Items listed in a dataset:

Segment Open

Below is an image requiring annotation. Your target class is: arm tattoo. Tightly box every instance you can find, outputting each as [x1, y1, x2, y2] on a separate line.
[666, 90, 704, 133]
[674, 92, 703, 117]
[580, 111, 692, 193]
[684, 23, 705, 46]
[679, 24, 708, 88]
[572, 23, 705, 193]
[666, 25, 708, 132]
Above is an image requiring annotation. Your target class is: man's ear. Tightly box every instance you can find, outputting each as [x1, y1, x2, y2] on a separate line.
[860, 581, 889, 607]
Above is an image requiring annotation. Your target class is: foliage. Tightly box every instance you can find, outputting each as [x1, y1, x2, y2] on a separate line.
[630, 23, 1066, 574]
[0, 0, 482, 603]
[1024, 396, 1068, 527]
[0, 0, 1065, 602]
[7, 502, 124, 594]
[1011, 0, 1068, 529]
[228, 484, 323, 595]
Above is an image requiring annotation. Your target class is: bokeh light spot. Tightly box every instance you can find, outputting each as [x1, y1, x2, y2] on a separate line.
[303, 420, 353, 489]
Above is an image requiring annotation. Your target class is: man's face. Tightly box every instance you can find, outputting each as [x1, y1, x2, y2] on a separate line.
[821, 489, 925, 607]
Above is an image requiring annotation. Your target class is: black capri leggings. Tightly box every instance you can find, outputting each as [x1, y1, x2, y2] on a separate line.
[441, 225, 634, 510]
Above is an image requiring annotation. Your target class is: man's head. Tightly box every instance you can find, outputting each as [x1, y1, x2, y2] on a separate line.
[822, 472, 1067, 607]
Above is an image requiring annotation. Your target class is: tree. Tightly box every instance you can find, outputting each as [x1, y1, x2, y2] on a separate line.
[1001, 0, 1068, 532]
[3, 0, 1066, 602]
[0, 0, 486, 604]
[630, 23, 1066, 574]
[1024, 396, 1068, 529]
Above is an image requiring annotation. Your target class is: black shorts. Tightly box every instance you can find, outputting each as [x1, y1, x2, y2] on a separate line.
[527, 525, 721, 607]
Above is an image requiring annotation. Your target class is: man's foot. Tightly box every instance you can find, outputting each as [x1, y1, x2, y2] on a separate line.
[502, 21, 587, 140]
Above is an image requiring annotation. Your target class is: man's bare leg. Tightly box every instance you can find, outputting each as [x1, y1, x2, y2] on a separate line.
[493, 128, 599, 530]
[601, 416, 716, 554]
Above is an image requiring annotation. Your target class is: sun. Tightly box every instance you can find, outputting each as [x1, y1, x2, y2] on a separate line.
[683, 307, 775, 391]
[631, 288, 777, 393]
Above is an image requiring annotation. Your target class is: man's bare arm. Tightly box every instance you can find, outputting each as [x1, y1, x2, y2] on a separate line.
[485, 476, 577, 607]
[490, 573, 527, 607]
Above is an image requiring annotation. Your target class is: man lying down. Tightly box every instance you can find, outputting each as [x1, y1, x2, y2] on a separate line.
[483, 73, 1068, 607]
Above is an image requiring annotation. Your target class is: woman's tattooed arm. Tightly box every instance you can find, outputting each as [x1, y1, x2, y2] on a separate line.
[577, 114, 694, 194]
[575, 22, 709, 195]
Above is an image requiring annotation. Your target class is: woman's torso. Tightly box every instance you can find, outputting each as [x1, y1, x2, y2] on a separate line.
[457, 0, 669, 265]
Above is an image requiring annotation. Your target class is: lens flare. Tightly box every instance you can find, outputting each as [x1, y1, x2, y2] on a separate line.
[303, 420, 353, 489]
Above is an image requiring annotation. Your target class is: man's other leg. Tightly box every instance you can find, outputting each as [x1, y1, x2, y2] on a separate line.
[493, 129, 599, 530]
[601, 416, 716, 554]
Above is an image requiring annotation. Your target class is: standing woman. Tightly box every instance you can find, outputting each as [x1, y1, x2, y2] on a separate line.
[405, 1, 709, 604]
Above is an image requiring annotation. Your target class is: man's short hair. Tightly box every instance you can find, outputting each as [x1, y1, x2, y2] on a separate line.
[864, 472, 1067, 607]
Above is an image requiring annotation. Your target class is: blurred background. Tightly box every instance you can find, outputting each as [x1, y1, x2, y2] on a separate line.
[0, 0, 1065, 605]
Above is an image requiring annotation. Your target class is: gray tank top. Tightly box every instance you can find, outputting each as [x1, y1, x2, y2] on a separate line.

Segment Closed

WHAT THIS TASK INVOLVES:
Write out all of the entries above, exactly and in full.

RESPONSE BELOW:
Below is an image requiring annotation. Your target class is: arm tattoo. Tightly box every instance you can find, outputting each as [x1, y1, x2, y2] on a separate line.
[666, 90, 704, 133]
[674, 92, 703, 117]
[580, 111, 692, 193]
[684, 23, 705, 46]
[679, 24, 708, 88]
[572, 23, 705, 193]
[666, 25, 708, 132]
Above is an image requiring annotation. Your target class is: man's ear. Tightly box every instance you can find, outputting each as [x1, y1, x2, y2] on a separate line.
[860, 581, 889, 607]
Above is an image requiring annotation. Your target class is: foliage. Tightly box every instance you can find, outputting each as [x1, y1, x2, y2] on a separate line.
[630, 23, 1066, 574]
[0, 0, 482, 603]
[1024, 396, 1068, 527]
[0, 0, 1065, 602]
[7, 502, 124, 594]
[1011, 0, 1068, 529]
[228, 484, 323, 595]
Above is an image requiring annotation. Your target class is: bokeh light spot. Tightly box every instance you can find, outputting each as [x1, y1, x2, y2] on a separate line.
[303, 420, 353, 489]
Above is an image requiring annotation. Your target class is: man's face. Tightly box every instance you can find, outputting each as [x1, y1, x2, y2] on a separate line.
[821, 489, 925, 607]
Above is an image requiring annotation. Your target class is: black capri leggings. Tightly box every instance you can find, outputting each as [x1, y1, x2, y2] on a separate line.
[441, 225, 634, 510]
Above is an image requiring annotation. Your target class is: man's head. Tightly box every instance you can find, outputting each as [x1, y1, x2, y2] on a separate line.
[822, 472, 1067, 607]
Above is an image requiring annotation. Your target class is: tree. Tightly box every instance you can find, outputting each as [x1, y1, x2, y2] on a separate line.
[1001, 0, 1068, 532]
[3, 0, 1066, 602]
[0, 0, 486, 604]
[630, 23, 1066, 574]
[1024, 396, 1068, 529]
Above is an image requiring annotation. Your target class is: black shorts. Tightly box every instance you can find, outputting each as [x1, y1, x2, y2] on a separate line.
[527, 525, 721, 607]
Above is an image requiring annotation. Your target class is: man's foot. Tightly box every instance you can find, outputting each as [x1, y1, x2, y2] on a separate line.
[502, 21, 587, 140]
Above is an image requiring annotation. Your target class is: man's bare leg. Tightly box every instance you can find, outputting each as [x1, y1, x2, y2] on a separate line.
[493, 128, 599, 530]
[601, 416, 716, 554]
Above is an image requiring annotation. Your target class is: sun. Tightly box every instance you can find, outputting each as [x1, y1, x2, y2] on a separate line.
[683, 307, 775, 391]
[631, 288, 777, 393]
Above is an image requiring annotation. Your target class is: man's bare arm. Tightly box every instance you can find, outputting each as [x1, y1, x2, y2] on a separate line.
[485, 476, 577, 607]
[490, 573, 527, 607]
Above is an image requiring annotation. Your target class is: man lying down. Tightly box every instance you can find, outputting each as [x1, y1, x2, y2] on a separate line.
[483, 73, 1068, 607]
Above is an image requiring annotation. Your target class is: woman's tattooed arm. Tightly box every instance you can find, outputting each as [x1, y1, x2, y2] on a separate line.
[577, 114, 694, 194]
[575, 22, 709, 195]
Above is an image requiring annotation. Your target class is: woman's torso. Tightly box every instance you can find, outputting each as [x1, y1, x2, y2] on a separate line.
[457, 0, 669, 265]
Above is an image requiring annotation. Your target class is: lens flare. Tightly box every instance you can find, outputting each as [x1, y1, x2, y2] on a separate line.
[303, 420, 353, 489]
Above is an image requiring annotation. Your target class is: man's other leg. Tightly box every instance you can find, outputting each as [x1, y1, x2, y2] on a separate line.
[493, 129, 599, 530]
[601, 416, 716, 554]
Above is an image requiring annotation. Your target class is: standing woman. Tightly box every instance you can find, outputting each as [x1, y1, x2, y2] on a separate line.
[405, 1, 709, 604]
Above is an image requiring annotation. Your target class is: man's short hair. Tightly box every instance you can find, outputting each as [x1, y1, x2, y2] on a separate line.
[864, 472, 1067, 607]
Above is an image requiring annotation. Your target class is: blurred background. Tightly box every instance you can find, outputting each as [x1, y1, x2, y2] on a separate line.
[0, 0, 1065, 605]
Above is an image requiring annotation. Your target class is: gray tank top. Tightly box every instance you can find, outputting each as [x1, y1, x2, y2] on a separate line.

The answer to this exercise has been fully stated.